掲載項目

::::::::::

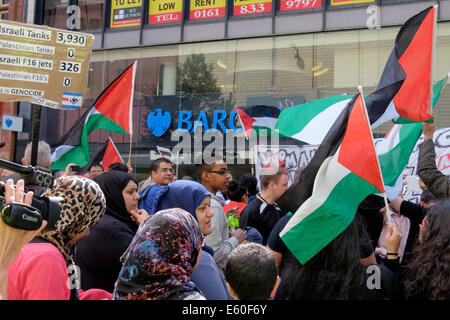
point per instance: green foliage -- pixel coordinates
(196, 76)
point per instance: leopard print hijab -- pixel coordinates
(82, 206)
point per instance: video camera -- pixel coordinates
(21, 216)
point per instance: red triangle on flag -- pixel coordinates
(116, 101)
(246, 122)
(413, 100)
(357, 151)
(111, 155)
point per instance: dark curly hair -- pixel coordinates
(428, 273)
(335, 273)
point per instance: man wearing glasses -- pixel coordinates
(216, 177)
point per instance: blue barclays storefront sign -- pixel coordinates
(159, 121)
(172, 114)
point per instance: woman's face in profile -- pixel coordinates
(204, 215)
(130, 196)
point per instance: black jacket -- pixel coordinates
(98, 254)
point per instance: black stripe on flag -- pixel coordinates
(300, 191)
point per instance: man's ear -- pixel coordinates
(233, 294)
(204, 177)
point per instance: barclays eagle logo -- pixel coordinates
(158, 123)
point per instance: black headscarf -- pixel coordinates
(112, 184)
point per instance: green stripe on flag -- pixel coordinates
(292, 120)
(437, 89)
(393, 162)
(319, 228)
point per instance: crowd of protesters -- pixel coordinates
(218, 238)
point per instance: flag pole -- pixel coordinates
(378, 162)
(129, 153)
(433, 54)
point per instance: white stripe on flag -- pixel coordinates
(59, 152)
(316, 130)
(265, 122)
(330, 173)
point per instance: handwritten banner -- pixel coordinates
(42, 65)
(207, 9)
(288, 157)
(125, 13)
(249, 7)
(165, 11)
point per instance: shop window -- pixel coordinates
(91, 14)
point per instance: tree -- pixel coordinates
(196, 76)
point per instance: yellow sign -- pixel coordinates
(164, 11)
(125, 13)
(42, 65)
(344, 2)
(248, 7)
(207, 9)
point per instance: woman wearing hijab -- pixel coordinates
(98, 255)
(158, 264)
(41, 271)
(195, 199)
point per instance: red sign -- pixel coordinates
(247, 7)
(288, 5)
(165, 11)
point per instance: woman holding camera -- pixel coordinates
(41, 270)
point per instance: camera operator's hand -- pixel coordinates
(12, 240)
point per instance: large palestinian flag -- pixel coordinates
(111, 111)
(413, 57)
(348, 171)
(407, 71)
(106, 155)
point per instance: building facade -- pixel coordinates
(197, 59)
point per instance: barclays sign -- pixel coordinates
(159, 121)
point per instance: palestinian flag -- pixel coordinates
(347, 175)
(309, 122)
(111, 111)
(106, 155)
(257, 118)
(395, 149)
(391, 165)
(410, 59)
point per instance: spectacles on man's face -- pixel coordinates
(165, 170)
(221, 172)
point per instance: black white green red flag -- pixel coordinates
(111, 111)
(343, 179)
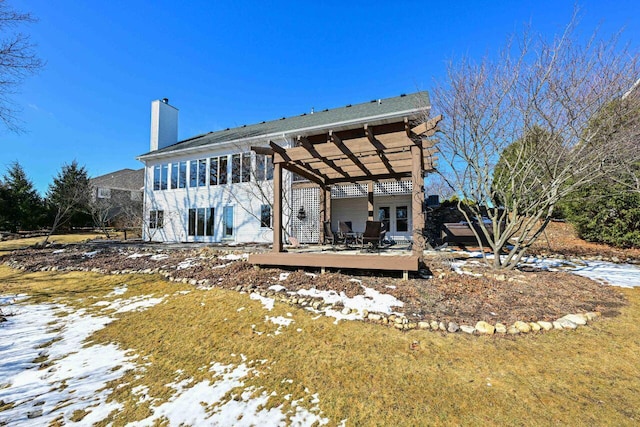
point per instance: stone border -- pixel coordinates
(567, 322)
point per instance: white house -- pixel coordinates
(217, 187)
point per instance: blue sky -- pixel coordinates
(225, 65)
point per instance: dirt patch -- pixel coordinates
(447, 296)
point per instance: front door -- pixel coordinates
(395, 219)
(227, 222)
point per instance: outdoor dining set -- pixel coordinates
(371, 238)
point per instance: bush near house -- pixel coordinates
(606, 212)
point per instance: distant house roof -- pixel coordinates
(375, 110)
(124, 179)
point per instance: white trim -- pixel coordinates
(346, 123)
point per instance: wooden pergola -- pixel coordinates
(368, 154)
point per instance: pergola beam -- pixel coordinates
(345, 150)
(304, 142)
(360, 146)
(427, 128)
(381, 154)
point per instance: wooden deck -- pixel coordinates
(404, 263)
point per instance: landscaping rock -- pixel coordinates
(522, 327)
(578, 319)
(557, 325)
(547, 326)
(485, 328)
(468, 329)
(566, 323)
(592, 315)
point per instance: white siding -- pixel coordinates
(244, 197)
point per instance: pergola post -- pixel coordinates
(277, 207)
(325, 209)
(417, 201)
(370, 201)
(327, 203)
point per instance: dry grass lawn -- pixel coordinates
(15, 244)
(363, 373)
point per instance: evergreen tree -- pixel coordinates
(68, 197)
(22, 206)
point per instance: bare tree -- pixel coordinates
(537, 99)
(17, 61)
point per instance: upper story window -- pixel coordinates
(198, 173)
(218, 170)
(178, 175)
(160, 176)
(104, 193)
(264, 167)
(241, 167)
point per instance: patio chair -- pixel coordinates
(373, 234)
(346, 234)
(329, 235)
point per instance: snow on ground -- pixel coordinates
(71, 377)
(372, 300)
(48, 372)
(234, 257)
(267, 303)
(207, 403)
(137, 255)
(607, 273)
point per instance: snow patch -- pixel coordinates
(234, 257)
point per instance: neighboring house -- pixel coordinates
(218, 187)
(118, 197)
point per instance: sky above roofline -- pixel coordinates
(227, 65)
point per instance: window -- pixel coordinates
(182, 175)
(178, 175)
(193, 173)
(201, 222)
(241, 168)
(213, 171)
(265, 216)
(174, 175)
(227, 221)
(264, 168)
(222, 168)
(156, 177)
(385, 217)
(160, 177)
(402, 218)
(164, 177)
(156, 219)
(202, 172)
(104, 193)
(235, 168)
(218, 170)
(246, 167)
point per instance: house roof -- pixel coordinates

::::::::::

課題
上の項目をすべて、空行を除いた番号付きリストの形に書き直してください。画像は解答に含めないでください。

解答例
1. point per instance: green foliage -- pixel coordinates
2. (196, 76)
3. point per instance: leopard print hijab -- pixel coordinates
4. (82, 206)
5. point per instance: video camera -- pixel coordinates
6. (21, 216)
7. point per instance: red triangle on flag -- pixel coordinates
8. (116, 101)
9. (246, 122)
10. (413, 100)
11. (357, 151)
12. (111, 155)
13. point per instance: dark curly hair -- pixel coordinates
14. (428, 273)
15. (335, 273)
16. point per instance: man wearing glasses -- pixel coordinates
17. (216, 177)
18. point per instance: blue barclays storefront sign -- pixel coordinates
19. (159, 121)
20. (172, 114)
21. point per instance: woman's face in profile -- pixel coordinates
22. (204, 215)
23. (130, 196)
24. point per instance: black jacket -- pixel coordinates
25. (98, 254)
26. point per instance: black stripe on flag -- pixel coordinates
27. (300, 191)
28. point per instance: man's ear -- pixel coordinates
29. (233, 294)
30. (204, 177)
31. point per instance: barclays eagle logo -- pixel coordinates
32. (158, 123)
33. point per instance: black headscarf -- pixel coordinates
34. (112, 184)
35. point per instance: green stripe on flag -- pixel coordinates
36. (292, 120)
37. (437, 89)
38. (393, 162)
39. (319, 228)
40. point per instance: crowd of protesters -- pixel coordinates
41. (218, 238)
42. point per instance: flag pole -- pixel coordinates
43. (378, 162)
44. (129, 153)
45. (433, 54)
46. point per instance: white stripe on flag -- pixel coordinates
47. (59, 152)
48. (316, 130)
49. (265, 122)
50. (330, 173)
51. point per instance: handwritten banner -- pixel coordinates
52. (42, 65)
53. (207, 9)
54. (288, 157)
55. (125, 13)
56. (249, 7)
57. (165, 11)
58. point per instance: shop window -- pixel coordinates
59. (91, 14)
60. point per instance: tree -- pixel coordinates
61. (196, 76)
62. point per instance: yellow sign -- pixel coordinates
63. (164, 11)
64. (125, 13)
65. (42, 65)
66. (344, 2)
67. (248, 7)
68. (207, 9)
69. point per instance: woman wearing hijab -- pixel coordinates
70. (98, 255)
71. (158, 264)
72. (41, 271)
73. (195, 199)
74. point per instance: red sign -- pixel coordinates
75. (247, 7)
76. (288, 5)
77. (165, 11)
78. point per instance: woman holding camera -- pixel coordinates
79. (41, 270)
80. point per instance: camera operator's hand -- pixel coordinates
81. (12, 240)
82. point per instance: large palestinian flag -- pixel coordinates
83. (111, 111)
84. (413, 57)
85. (348, 171)
86. (407, 71)
87. (106, 155)
88. point per instance: building facade -- pixel coordinates
89. (197, 59)
90. point per instance: barclays sign -- pixel coordinates
91. (159, 121)
92. point per instance: palestinian flag -- pixel coordinates
93. (347, 175)
94. (309, 122)
95. (111, 111)
96. (106, 155)
97. (257, 118)
98. (395, 149)
99. (391, 165)
100. (410, 59)
101. point per instance: spectacles on man's face -- pixel coordinates
102. (165, 170)
103. (221, 172)
104. point per instance: black white green red flag -- pixel coordinates
105. (111, 111)
106. (343, 179)
107. point per instance: stone border -- pixel coordinates
108. (567, 322)
109. point per instance: white house -- pixel coordinates
110. (217, 187)
111. point per instance: blue sky -- pixel coordinates
112. (225, 65)
113. point per instance: dirt patch -- pixel coordinates
114. (447, 296)
115. point per instance: front door -- pixel coordinates
116. (395, 219)
117. (227, 222)
118. point per instance: outdoor dining set -- pixel coordinates
119. (371, 238)
120. point per instance: bush near house -- pixel coordinates
121. (606, 212)
122. point per instance: distant house roof -- pixel coordinates
123. (375, 110)
124. (124, 179)
125. point per instance: white trim -- pixel coordinates
126. (346, 123)
127. point per instance: wooden pergola -- pixel coordinates
128. (368, 154)
129. point per instance: pergola beam -- pixel coordinates
130. (345, 150)
131. (304, 142)
132. (360, 146)
133. (427, 128)
134. (381, 154)
135. point per instance: wooden deck -- pixel coordinates
136. (404, 263)
137. point per instance: landscaping rock -- pixel coordinates
138. (522, 327)
139. (578, 319)
140. (557, 325)
141. (547, 326)
142. (485, 328)
143. (468, 329)
144. (566, 323)
145. (592, 315)
146. point per instance: white siding -- pixel coordinates
147. (244, 197)
148. point per instance: pergola post -- pixel coordinates
149. (277, 207)
150. (325, 209)
151. (417, 201)
152. (370, 201)
153. (327, 203)
154. point per instance: dry grass lawn -- pixel coordinates
155. (15, 244)
156. (363, 373)
157. point per instance: evergreen tree -- pixel coordinates
158. (68, 197)
159. (22, 206)
160. point per instance: bare tree -- pixel coordinates
161. (537, 99)
162. (17, 61)
163. point per instance: upper story window -- pixel coordinates
164. (198, 173)
165. (218, 170)
166. (178, 175)
167. (160, 176)
168. (104, 193)
169. (264, 167)
170. (241, 167)
171. point per instance: patio chair -- pixel coordinates
172. (373, 234)
173. (346, 234)
174. (329, 235)
175. point per instance: snow on ground -- pixel coordinates
176. (71, 377)
177. (372, 300)
178. (48, 372)
179. (234, 257)
180. (267, 303)
181. (207, 403)
182. (137, 255)
183. (607, 273)
184. point per instance: snow patch -- pixel coordinates
185. (234, 257)
186. point per instance: neighboring house -- pixel coordinates
187. (218, 187)
188. (118, 197)
189. point per instance: sky above roofline -- pixel coordinates
190. (227, 65)
191. point per instance: window -- pixel coordinates
192. (182, 175)
193. (178, 175)
194. (193, 173)
195. (201, 222)
196. (241, 168)
197. (213, 171)
198. (265, 216)
199. (174, 175)
200. (227, 221)
201. (264, 168)
202. (222, 168)
203. (156, 177)
204. (385, 217)
205. (160, 177)
206. (402, 218)
207. (164, 177)
208. (156, 219)
209. (202, 172)
210. (104, 193)
211. (235, 168)
212. (218, 170)
213. (246, 167)
214. point per instance: house roof -- pixel coordinates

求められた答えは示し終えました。